RAW RECORDS:
++++++++++
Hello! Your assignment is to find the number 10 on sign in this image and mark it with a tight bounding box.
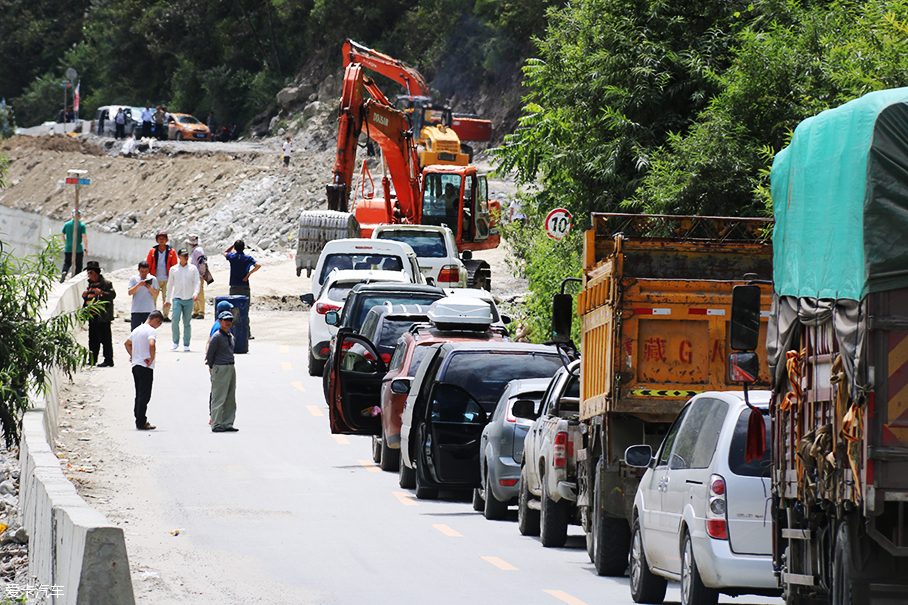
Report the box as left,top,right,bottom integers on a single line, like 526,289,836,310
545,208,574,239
++++++++++
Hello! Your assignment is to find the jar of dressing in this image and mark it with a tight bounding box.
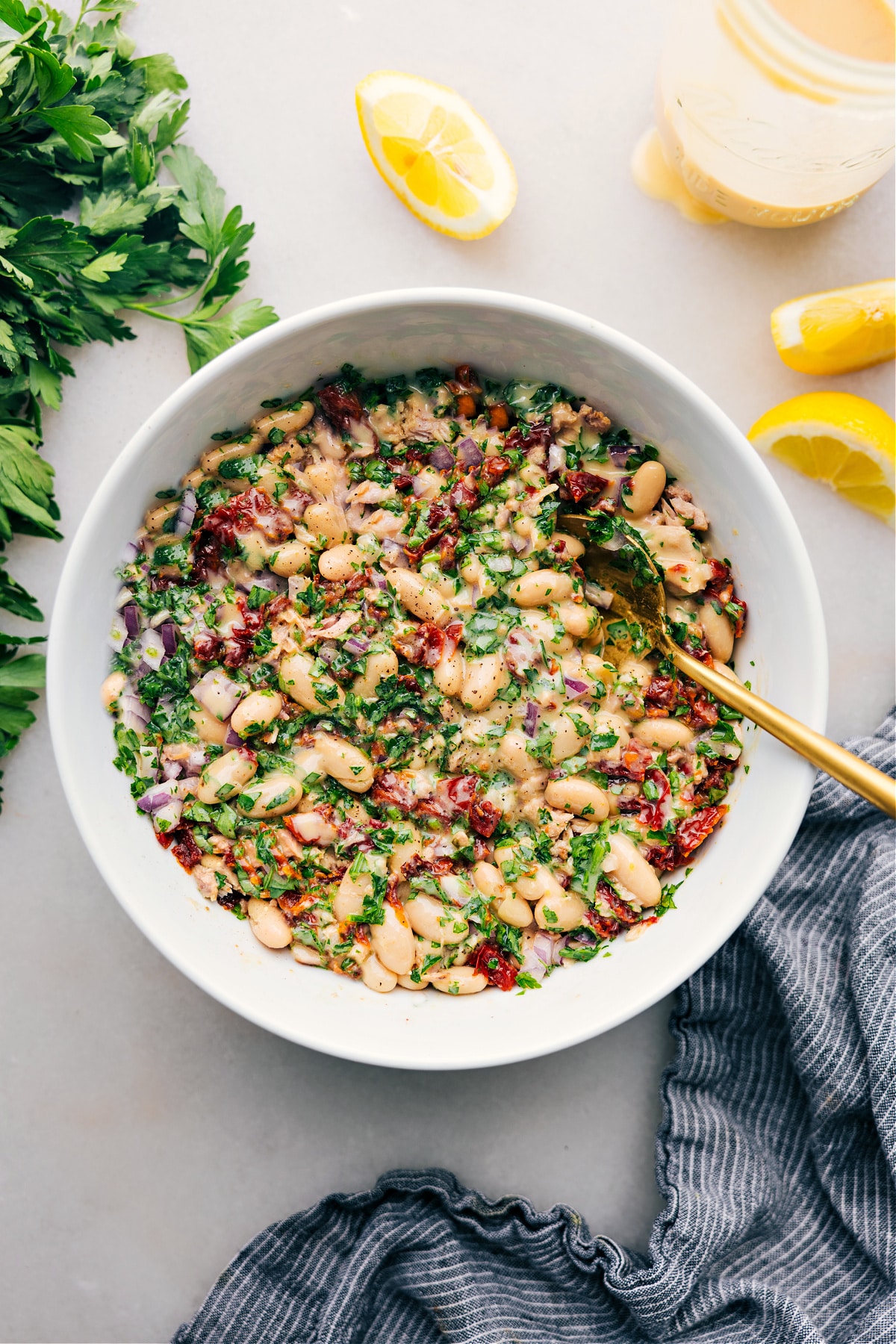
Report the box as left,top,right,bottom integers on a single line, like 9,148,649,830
++++++++++
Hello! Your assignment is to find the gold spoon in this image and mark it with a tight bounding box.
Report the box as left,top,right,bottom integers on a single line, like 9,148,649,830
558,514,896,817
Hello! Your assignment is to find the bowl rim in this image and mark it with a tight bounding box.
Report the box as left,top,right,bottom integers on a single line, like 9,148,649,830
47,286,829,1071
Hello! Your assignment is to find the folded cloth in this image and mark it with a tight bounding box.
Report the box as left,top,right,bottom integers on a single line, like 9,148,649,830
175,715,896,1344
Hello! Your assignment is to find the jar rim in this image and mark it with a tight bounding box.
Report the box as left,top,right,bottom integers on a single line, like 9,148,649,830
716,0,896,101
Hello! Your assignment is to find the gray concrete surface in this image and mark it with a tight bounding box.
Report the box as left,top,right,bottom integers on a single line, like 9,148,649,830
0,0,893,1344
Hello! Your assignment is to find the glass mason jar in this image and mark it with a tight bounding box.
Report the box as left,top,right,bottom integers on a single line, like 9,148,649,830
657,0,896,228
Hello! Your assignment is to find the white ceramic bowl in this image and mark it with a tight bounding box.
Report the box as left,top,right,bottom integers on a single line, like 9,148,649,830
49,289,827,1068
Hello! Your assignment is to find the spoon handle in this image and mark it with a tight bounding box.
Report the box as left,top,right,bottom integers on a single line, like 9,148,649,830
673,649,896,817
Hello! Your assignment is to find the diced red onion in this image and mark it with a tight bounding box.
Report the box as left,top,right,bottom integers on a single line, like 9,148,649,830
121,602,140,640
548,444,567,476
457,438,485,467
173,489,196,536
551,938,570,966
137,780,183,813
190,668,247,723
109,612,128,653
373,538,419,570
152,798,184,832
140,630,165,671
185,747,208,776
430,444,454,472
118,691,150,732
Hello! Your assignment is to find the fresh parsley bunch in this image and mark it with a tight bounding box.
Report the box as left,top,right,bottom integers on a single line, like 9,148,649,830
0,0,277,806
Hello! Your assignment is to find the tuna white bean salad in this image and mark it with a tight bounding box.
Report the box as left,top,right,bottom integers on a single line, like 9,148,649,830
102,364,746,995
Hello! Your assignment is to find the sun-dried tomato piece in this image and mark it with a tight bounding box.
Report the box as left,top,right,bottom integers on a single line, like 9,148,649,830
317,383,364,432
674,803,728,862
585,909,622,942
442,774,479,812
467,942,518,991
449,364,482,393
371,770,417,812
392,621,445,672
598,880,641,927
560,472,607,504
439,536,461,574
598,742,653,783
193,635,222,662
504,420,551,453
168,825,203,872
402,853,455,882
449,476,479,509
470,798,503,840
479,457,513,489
++++++++++
WHAT YOU ARE ASKED TO DO:
Please rewrite the entries starting at the line that contains "Hello! Your assignment is to find the glass" and ending at the line that contains "673,649,896,817", requests included, and offset every bounding box coordinate in their answers by -101.

SOLUTION TO THE PROBLEM:
Hello! Your assignment is to find the glass mason jar in this image and mark it with a tight bounding box.
Report the box as left,top,right,bottom integers on a single line, like 9,148,649,830
556,-101,795,127
Hello! Your assignment is to find the white ceramic bowl in this image and mark it with a tight bounding box.
Report the box as left,top,right,bottom integers on a single line, like 9,148,649,830
-52,188,726,967
Hello! Your assignment is to find the spoon handle in this image and mark it with a tight bounding box.
Report the box as left,top,right,bottom integers on a single line, like 9,148,649,830
572,548,795,716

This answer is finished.